TASK INSTRUCTIONS: Report every line in the records below that holds the word "weathered".

Collected data:
___

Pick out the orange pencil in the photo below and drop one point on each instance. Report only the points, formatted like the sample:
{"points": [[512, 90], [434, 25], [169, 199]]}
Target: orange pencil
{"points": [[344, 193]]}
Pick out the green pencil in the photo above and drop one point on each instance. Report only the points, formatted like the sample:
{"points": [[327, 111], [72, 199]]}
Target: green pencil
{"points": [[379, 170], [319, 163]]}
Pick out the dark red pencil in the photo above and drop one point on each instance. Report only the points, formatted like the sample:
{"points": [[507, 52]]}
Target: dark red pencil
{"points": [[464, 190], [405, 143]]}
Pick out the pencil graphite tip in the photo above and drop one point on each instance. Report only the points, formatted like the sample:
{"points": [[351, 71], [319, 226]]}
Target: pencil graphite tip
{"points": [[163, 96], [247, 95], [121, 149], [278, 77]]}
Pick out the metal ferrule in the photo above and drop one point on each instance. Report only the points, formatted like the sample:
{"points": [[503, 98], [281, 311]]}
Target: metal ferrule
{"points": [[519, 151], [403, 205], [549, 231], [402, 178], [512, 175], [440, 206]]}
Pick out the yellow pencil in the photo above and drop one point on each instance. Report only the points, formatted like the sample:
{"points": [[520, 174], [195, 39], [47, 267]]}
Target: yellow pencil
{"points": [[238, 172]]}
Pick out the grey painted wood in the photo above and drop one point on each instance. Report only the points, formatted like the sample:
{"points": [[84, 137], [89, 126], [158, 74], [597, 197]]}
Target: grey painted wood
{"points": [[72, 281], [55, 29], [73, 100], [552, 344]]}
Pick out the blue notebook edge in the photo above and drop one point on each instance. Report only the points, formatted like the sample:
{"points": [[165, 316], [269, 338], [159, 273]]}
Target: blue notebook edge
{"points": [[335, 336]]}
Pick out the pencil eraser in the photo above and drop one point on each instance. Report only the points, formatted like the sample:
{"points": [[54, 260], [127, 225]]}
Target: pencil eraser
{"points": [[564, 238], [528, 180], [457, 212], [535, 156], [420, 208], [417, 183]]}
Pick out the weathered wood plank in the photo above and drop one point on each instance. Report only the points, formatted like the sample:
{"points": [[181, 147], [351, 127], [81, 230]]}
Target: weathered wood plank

___

SOLVED EXERCISE:
Pick out the weathered wood plank in the photo above and drop one point on each instance. Report only the points, formatted like the sample:
Target: weathered wood plank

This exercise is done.